Please write out all of the data below exactly, without including the pictures.

Source material Start Marker

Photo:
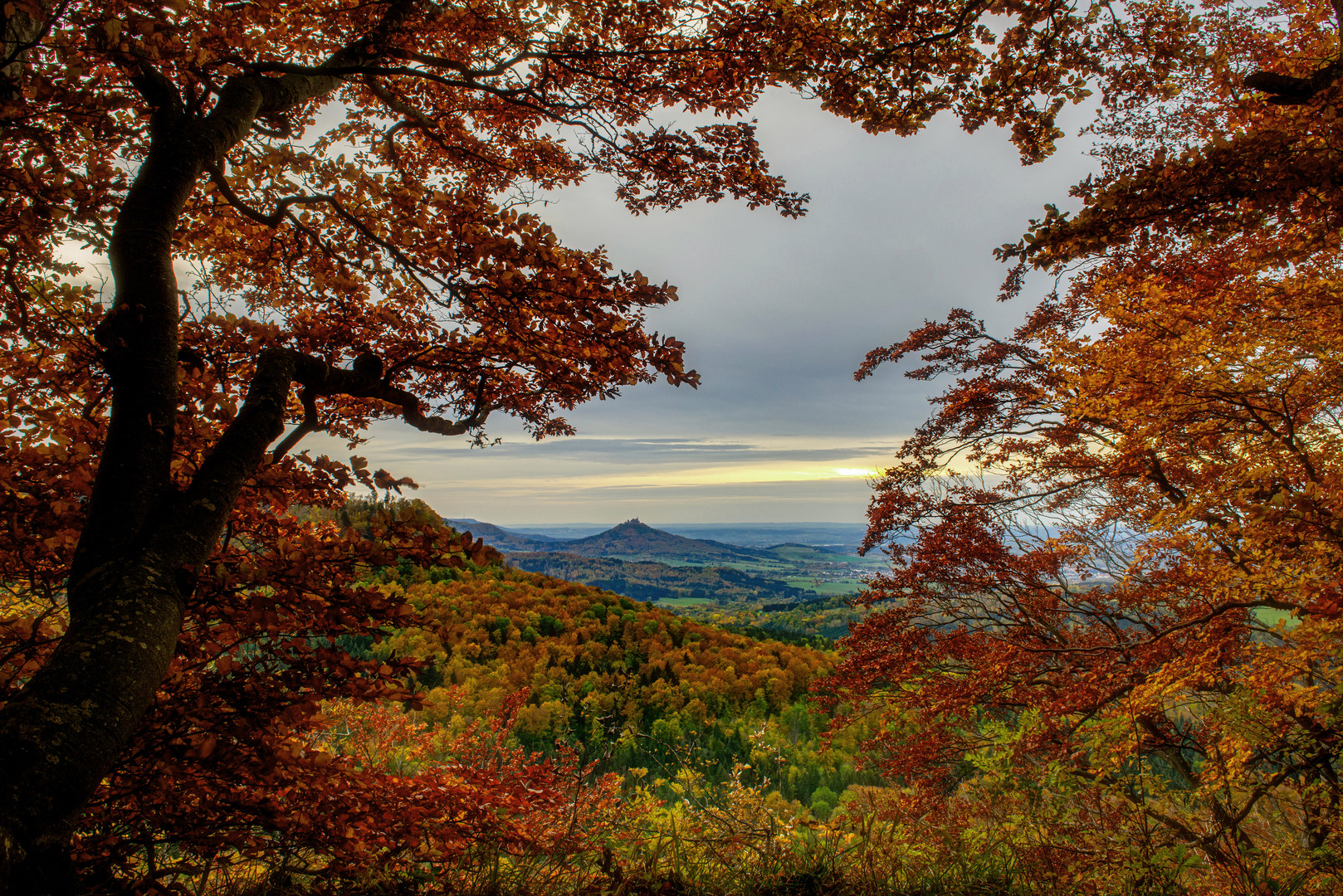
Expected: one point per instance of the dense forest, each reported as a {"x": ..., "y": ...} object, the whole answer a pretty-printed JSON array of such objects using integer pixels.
[
  {"x": 222, "y": 677},
  {"x": 650, "y": 581}
]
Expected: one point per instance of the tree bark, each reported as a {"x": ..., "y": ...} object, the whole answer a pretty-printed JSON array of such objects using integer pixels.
[{"x": 144, "y": 542}]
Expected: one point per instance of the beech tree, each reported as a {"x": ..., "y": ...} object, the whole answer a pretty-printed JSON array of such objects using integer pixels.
[
  {"x": 319, "y": 215},
  {"x": 1115, "y": 544}
]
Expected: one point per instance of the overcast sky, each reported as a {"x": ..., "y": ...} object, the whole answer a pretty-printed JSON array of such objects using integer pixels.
[{"x": 777, "y": 314}]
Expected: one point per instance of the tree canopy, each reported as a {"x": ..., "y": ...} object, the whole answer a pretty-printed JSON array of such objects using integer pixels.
[
  {"x": 1121, "y": 561},
  {"x": 316, "y": 215}
]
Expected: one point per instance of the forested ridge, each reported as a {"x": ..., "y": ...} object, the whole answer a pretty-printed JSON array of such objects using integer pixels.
[{"x": 219, "y": 676}]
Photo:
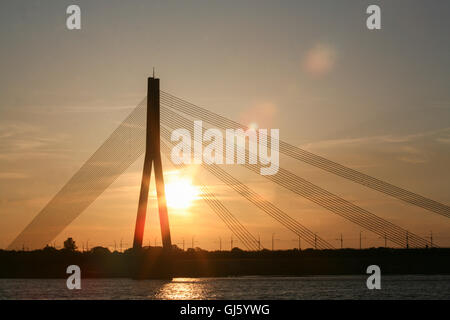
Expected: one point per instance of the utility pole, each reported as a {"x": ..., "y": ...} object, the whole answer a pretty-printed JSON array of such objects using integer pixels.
[
  {"x": 299, "y": 243},
  {"x": 315, "y": 241},
  {"x": 431, "y": 239},
  {"x": 273, "y": 240},
  {"x": 360, "y": 240},
  {"x": 407, "y": 240}
]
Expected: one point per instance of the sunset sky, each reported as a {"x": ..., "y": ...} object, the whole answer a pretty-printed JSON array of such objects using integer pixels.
[{"x": 376, "y": 101}]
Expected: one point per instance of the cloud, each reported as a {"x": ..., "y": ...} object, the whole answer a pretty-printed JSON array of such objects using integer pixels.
[{"x": 319, "y": 60}]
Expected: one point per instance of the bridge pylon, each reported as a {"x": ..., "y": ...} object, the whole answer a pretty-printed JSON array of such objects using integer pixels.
[{"x": 152, "y": 157}]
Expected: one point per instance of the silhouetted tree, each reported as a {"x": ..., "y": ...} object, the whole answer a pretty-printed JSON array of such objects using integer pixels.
[{"x": 70, "y": 245}]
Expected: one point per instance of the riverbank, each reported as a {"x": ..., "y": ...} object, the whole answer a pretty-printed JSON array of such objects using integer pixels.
[{"x": 101, "y": 263}]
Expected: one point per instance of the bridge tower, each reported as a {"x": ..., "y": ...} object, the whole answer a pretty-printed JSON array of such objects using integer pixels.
[{"x": 152, "y": 156}]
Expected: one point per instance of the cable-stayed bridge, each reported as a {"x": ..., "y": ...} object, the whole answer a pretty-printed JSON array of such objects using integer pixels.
[{"x": 147, "y": 129}]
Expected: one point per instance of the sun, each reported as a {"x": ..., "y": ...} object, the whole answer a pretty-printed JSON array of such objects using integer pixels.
[{"x": 181, "y": 193}]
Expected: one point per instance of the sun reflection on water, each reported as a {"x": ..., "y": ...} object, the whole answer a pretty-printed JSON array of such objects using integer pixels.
[{"x": 184, "y": 289}]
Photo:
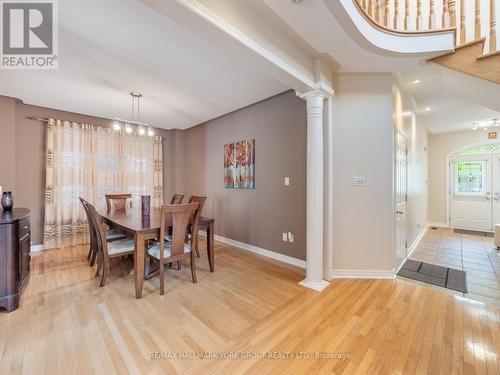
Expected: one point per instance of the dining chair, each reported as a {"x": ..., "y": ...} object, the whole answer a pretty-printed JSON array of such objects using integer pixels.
[
  {"x": 177, "y": 199},
  {"x": 178, "y": 249},
  {"x": 201, "y": 200},
  {"x": 111, "y": 235},
  {"x": 192, "y": 199},
  {"x": 107, "y": 250},
  {"x": 117, "y": 201}
]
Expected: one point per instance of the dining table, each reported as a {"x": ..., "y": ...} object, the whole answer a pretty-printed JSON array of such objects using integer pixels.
[{"x": 141, "y": 228}]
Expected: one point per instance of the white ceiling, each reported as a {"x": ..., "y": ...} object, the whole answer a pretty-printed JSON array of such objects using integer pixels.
[
  {"x": 454, "y": 103},
  {"x": 456, "y": 99},
  {"x": 109, "y": 48}
]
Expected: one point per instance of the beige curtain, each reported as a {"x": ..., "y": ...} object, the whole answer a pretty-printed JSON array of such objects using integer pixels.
[{"x": 87, "y": 161}]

Source material End Marker

Finished task
Photo:
Expected: one point per instance of the dense forest, each reported as a {"x": ..., "y": ...} object, the whole answer a pretty-printed JSON array of such objects using integer pixels.
[
  {"x": 222, "y": 677},
  {"x": 650, "y": 581}
]
Expected: one point per instance of the tree bark, each reported as a {"x": ..., "y": ...} object, the whole answer a pretty-printed JSON array of such objects using integer pixels.
[{"x": 144, "y": 542}]
Expected: one point per instance of the beech tree, each reported as a {"x": ..., "y": ...} object, the whole answer a pretty-printed JSON array of such objects using integer pixels.
[
  {"x": 319, "y": 215},
  {"x": 1115, "y": 544}
]
Expected: one point per instance of the overcast sky, each reported as a {"x": ..., "y": ...} object, the whole answer a pretty-printed JSON array of such objects using integer pixels.
[{"x": 777, "y": 314}]
Expected: one point per instance of the tree canopy, each reported as a {"x": ..., "y": ...} object, the whole answer a pretty-printed JSON array of such objects using integer pixels.
[
  {"x": 1121, "y": 561},
  {"x": 316, "y": 215}
]
Expected: one point per instance of the forested ridge, each reported as a {"x": ..., "y": ...} object, the whole answer a pretty-printed JSON array of such objects using integer pixels.
[{"x": 219, "y": 676}]
Photo:
Expected: one point per instance of the utility pole, each reported as a {"x": ..., "y": ...} object, the whole answer a pretty-printed JSON array of such objects using integer pixels.
[
  {"x": 299, "y": 243},
  {"x": 315, "y": 241},
  {"x": 431, "y": 239},
  {"x": 273, "y": 240},
  {"x": 360, "y": 240},
  {"x": 407, "y": 240}
]
Expected: one point per instance of the sunset sky, each reported as a {"x": ..., "y": ...} object, the whole answer a pretty-printed JSON array of such objects using integer pixels.
[{"x": 376, "y": 101}]
Expected: one point per instance of the cloud, each reported as a {"x": ..., "y": ...} object, the whole answer a pretty-printed JSON array of such objects using integer pixels.
[{"x": 319, "y": 60}]
Expected: one point per instance of the bridge pylon, each reported as a {"x": ..., "y": ...} object, the whole answer a pretty-printed JSON array of such objects using integer pixels.
[{"x": 152, "y": 157}]
Expected: one point per instance of the silhouetted tree, each reported as a {"x": ..., "y": ...} object, the whole answer a pretty-printed JSON array of such objects using integer pixels.
[{"x": 70, "y": 245}]
Expected: one point per instance of the riverbank, each reported as a {"x": ..., "y": ...} object, the whole answer a pretty-printed JSON array of such objects using integer pixels.
[{"x": 101, "y": 263}]
Expected: one point per instance of the bridge tower, each reported as a {"x": ..., "y": ...} object, the whole answer a pretty-printed JSON array of such objects using integer pixels.
[{"x": 152, "y": 156}]
Expected: one point per instance of the cable-stayed bridge, each reported as a {"x": ..., "y": ...} object, the whole answer a pretty-printed JSON array of such objects using integer pixels.
[{"x": 147, "y": 129}]
Expected: one point per instance of the sun, each reported as a {"x": ..., "y": ...} object, the whole answer a pretty-printed JSON array of such objects using integer pixels.
[{"x": 181, "y": 193}]
Expected: one point per instance of the sun reflection on water, each reported as a {"x": ..., "y": ...} object, the whole answer a pretty-printed JSON array of such objects using integer pixels.
[{"x": 184, "y": 289}]
Photo:
Expected: one point per instance of the dining chair, each reported as a {"x": ..., "y": ...} object, the whole answer a pretty-printed JSON array of such objects using integer pixels.
[
  {"x": 177, "y": 199},
  {"x": 178, "y": 249},
  {"x": 201, "y": 200},
  {"x": 111, "y": 235},
  {"x": 192, "y": 199},
  {"x": 107, "y": 250},
  {"x": 117, "y": 201}
]
Expected: one point per instance of the dining table, each reported as a {"x": ..., "y": ...} object, the whole answer a pretty-printed JSON array of such objects using integer pixels.
[{"x": 141, "y": 228}]
Expected: one point per instance of the white ceiling, each reported as a {"x": ..., "y": ...} object, the whole answer a pretty-printed JSON array of such objects using integer pixels.
[
  {"x": 454, "y": 103},
  {"x": 456, "y": 99},
  {"x": 109, "y": 48}
]
Expected: one point per instance of the beige curtain, each reported as a {"x": ..., "y": ...} object, the whole answer a pretty-printed JSON array of such objects using integer pixels.
[{"x": 87, "y": 161}]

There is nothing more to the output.